- **GOAL OF THE EXERCISE**: Of the entries that follow, how many lines hold the string "tree"? Write the number and nothing more.
'''
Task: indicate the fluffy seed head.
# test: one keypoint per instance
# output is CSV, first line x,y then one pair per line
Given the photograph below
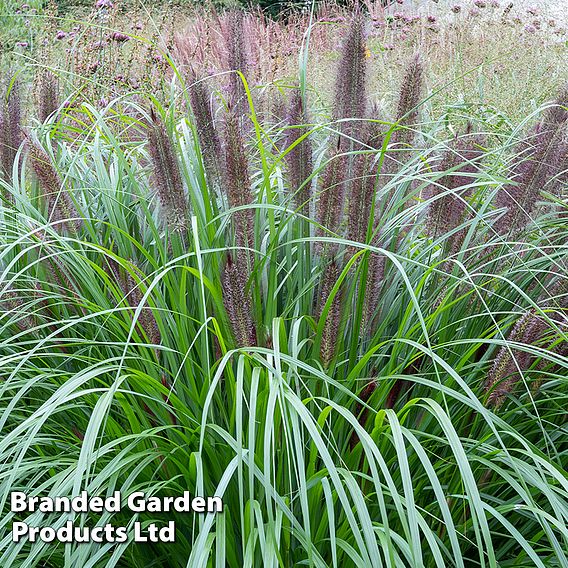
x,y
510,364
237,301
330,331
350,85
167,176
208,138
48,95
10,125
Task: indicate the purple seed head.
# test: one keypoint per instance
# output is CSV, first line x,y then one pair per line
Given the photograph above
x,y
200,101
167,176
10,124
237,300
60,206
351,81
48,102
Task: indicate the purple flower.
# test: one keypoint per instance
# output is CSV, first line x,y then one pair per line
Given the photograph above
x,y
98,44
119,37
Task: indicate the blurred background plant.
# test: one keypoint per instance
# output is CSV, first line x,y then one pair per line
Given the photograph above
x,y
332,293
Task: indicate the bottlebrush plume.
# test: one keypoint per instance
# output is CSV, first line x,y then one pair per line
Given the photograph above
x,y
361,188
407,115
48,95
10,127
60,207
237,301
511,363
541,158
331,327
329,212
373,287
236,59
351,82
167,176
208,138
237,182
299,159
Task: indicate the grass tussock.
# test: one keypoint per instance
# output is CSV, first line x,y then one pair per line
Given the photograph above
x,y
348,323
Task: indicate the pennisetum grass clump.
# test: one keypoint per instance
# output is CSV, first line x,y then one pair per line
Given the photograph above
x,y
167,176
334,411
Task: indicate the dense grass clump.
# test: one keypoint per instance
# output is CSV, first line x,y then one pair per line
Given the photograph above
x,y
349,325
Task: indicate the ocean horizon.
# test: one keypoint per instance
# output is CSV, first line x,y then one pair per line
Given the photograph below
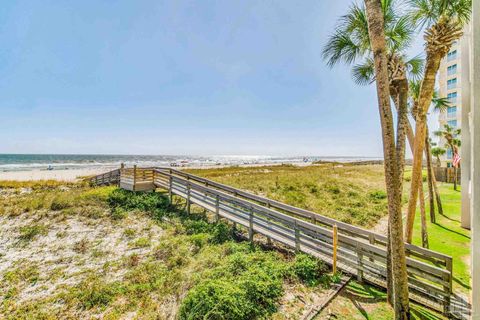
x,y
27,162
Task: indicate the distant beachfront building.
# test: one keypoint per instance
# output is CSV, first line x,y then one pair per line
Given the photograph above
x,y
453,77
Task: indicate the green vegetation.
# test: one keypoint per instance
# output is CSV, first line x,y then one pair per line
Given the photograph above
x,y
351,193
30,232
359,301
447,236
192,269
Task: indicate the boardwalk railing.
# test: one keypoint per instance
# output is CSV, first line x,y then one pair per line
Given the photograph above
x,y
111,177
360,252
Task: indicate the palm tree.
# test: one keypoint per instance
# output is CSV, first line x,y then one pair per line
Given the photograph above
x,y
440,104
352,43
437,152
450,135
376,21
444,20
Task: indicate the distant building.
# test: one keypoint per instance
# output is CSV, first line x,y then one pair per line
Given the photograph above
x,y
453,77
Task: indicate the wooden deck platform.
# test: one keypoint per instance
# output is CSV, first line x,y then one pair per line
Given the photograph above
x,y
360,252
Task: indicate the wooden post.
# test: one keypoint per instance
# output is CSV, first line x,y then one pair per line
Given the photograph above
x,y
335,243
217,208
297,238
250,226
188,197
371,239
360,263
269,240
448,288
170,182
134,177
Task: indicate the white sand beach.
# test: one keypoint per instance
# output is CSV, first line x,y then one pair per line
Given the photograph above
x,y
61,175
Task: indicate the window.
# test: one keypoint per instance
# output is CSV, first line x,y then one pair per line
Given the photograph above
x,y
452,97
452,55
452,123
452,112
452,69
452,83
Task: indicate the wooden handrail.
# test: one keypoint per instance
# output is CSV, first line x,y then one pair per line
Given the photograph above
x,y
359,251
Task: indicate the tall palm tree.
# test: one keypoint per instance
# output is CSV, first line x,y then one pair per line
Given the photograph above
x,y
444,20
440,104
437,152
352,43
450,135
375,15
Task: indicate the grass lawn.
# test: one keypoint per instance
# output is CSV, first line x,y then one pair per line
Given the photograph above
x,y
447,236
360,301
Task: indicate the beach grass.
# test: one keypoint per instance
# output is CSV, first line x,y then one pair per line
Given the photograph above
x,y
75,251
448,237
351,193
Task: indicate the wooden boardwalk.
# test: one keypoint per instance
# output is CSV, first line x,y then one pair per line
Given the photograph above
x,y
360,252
'''
- **SOLVED PROBLEM**: 2